Skip to content

JackTrapper/delphi-html-parser

Repository files navigation

Delphi DOM HTML parser and converter

Initialization

Today we see more and more email messages formatted as HTML. For me the email is plain text medium (with attachments) and I don't use WebBrowser or Mozilla object as a message browser in my email client. So I'm write quick and dirty HTML parser instead. It seems enough to parse email messages but some work is needed to shift them to more general purpose HTML parser.

Interface

TDocument, TNode, TElement, TAttr etc. implement DOM2 Core.

THtmlParser produces TDocument from HTML string.

class function Parse(const HtmlStr: TDomString): TDocument;

THtmlParser uses THtmlReader - an event-driven SAX-like interface that performs the actual processing of the html string.

To convert DOM tree to plain text or HTML use TTextFormatter or THtmlFormatter respectively.

Implementation

Parser is implemented as several modules:

  • DomCore.pas - core DOM implementation
  • HmlParser.pas - Parses HTML into a Document
  • HtmlReader.pas - lexical analyzer for parsing HTML
  • Entities.pas - HTML character definitions
  • HtmlTags.pas - HTML tags attributes
  • Formatter.pas - HTML DOM tree converters

Programming Guide

Example 1 — Parse HTML into TDocument object

To convert a string containing HTML, into a DOM TDocument object, use the THTMLParser.Parse:

var
   doc: TDocument;

   doc := THTMLParser.Parse('<!DOCTYPE html><HTML><BODY>Hello, world!</BODY></HTML>');

Example 2 — Get full HTML text from a TDocument

To convert a TDocument into an HTML string, use THtmlFormatter.GetHTML class in Formatter.pas:

var
   html: string;
   
html := THtmlFormatter.GetHTML(document);

returns:

<HTML>
  <BODY>Hello, world!</BODY>
</HTML>

Example 3 — Get a string reprentation of the DOM tree

Use the function Formatter.DumpDOM to get a representation of the DOM tree of a Node:

var
	s: string;
	doc: TDocument;

	//Get a sample html document
	s := 
			'<!DOCTYPE HTML PUBLIC "-//W3C//DTD HTML 4.01//EN" "http://www.w3.org/TR/html4/strict.dtd">'+#13#10+
			'<html lang="en">'+#13#10+
			' <head>'+#13#10+
			'  <title>Sample page</title>'+#13#10+
			' </head>'+#13#10+
			' <body>'+#13#10+
			'  <h1>Sample page</h1>'+#13#10+
			'  <p>This is a <a href="demo.html">simple</a> sample.</p>'+#13#10+
			'  <!-- this is a comment -->'+#13#10+
			' </body>'+#13#10+
			'</html>';

	doc := THtmlParser.Parse(s);

	s := DumpDOM(doc);

The returned DOM string will be:

#document
├── DOCTYPE: html
╰── HTML lang="en"

Given task 1:
Answer these questions about the Delphi HTML parser text:
(a) What does THtmlParser use to do the actual processing of the HTML string?
(b) Which class converts a DOM tree to plain text?
(c) Which module is described as the lexical analyzer for parsing HTML?
Given task 2: Pick up the Delphi HTML parser text after its final line and keep writing it.

Entries shown:
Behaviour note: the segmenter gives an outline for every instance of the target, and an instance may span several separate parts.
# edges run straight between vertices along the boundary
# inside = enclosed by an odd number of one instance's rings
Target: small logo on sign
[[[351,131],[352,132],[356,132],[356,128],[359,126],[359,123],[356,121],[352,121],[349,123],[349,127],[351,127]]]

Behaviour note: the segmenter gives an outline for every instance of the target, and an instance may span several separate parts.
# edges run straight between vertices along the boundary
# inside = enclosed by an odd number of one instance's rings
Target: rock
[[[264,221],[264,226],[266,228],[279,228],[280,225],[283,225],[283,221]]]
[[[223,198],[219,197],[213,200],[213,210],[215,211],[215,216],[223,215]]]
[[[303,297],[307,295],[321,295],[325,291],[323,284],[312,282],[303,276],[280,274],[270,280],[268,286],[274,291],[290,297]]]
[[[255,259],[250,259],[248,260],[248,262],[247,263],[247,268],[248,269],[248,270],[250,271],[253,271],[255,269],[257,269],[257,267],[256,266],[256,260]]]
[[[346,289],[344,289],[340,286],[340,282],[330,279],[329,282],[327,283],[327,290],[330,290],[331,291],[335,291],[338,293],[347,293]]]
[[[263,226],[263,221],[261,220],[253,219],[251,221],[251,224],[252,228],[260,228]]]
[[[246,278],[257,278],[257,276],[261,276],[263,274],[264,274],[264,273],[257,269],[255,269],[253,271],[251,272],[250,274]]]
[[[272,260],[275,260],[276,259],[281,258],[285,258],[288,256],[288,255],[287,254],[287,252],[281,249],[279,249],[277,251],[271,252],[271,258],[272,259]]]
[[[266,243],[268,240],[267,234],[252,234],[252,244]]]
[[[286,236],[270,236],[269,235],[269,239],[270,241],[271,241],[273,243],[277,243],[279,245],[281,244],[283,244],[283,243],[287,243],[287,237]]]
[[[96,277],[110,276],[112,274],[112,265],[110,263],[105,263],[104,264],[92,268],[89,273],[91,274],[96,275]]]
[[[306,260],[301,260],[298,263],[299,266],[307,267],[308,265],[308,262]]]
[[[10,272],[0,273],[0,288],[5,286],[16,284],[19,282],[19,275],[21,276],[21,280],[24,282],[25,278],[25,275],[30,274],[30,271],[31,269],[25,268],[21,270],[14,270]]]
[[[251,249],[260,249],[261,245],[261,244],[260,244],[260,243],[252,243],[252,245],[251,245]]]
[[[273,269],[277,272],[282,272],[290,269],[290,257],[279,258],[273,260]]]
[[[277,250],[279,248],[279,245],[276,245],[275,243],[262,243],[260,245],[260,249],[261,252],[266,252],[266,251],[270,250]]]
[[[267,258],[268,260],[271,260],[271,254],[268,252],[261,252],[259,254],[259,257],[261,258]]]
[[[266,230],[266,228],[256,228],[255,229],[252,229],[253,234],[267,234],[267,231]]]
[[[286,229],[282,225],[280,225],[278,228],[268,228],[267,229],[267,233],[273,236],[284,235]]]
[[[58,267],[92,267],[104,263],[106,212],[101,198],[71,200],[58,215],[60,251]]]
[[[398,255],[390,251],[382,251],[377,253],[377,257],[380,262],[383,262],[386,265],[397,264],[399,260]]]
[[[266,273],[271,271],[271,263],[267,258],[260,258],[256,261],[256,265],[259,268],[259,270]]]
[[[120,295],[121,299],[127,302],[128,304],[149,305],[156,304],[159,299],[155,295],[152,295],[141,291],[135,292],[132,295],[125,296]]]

Right answer 1:
(a) THtmlReader, an event-driven SAX-like interface.
(b) TTextFormatter.
(c) HtmlReader.pas.

Right answer 2:
    ├── HEAD
    │   ├── #text: "⏎␣␣"
    │   ├── TITLE
    │   │   ╰── #text: "Sample␣page"
    │   ╰── #text: "⏎␣"
    ├── #text: "⏎␣"
    ╰── BODY
        ├── #text: "⏎␣␣"
        ├── H1
        │   ╰── #text: "Sample␣page"
        ├── #text: "⏎␣␣"
        ├── P
        │   ├── #text: "This␣is␣a␣"
        │   ├── A href="demo.html"
        │   │   ╰── #text: "simple"
        │   ╰── #text: "␣sample."
        ├── #text: "⏎␣␣"
        ├── #comment:  this is a comment 
        ╰── #text: "⏎␣⏎"

Version History

12/22/2021

  • Formatter.pas: Added DumpDOM function, which dumps a text-based tree of the document tree
  • TBaseFormatter: Fixed node iteration so starts with the Document child nodes - including doctype
  • TBaseFormatter: Added support to dump doctype nodes
  • THtmlParser: Added static Parse(html) class function
  • THtmlParser: GetMainElement now compares element tag names case insensitively
  • THtmlParser: FindThisElement now compares element tag names case insensitively
  • THtmlParser: ProcessDocType: DocType nodes are now correctly adds to the DOM tree itself, rather than just being a special attribute of the Document object
  • THtmlParser: Removed ProcessNotation, since the event was removed from THtmlReader
  • THtmlReader: Fixed ReadDocumentType method to correctly handle: - doctypes without either a publicId or systemID (e.g. HTML 5) - doctypes where only the SystemID is specified
  • THtmlReader: Changed ReadDocumentType to LowerCase the doctype name
  • THtmlReader: Changed ReadDocumentType so Doctype publicid and systemid can also be enclosed in APOSTROPHE (in addition to QUOTATION MARK)
  • THtmlReader: Fixed ReadQuotedValue to not return the closing '"' character. (only used by doctype reading)
  • THtmlReader: Removed OnNotation event; since it's never called and nobody seems to know what could possibly be
  • THtmlTagList: CompareName now does a case insensitive comparison
  • TURLSchemes: Schemes are now populated in the constructor (like THtmlTagList)
  • DOMCore:
    • TDocumentType: removed Entities, Notations, and InternalSubsets (per HTML5)
    • TDocument: Removed DocType as an attribute, and is now correctly added to the DOM tree.
    • TNode: Fixed getElementById to still recursively ask child nodes even if Self node is not an Element (e.g. a Document)
    • TNode: Removed IsSupported (per HTML5)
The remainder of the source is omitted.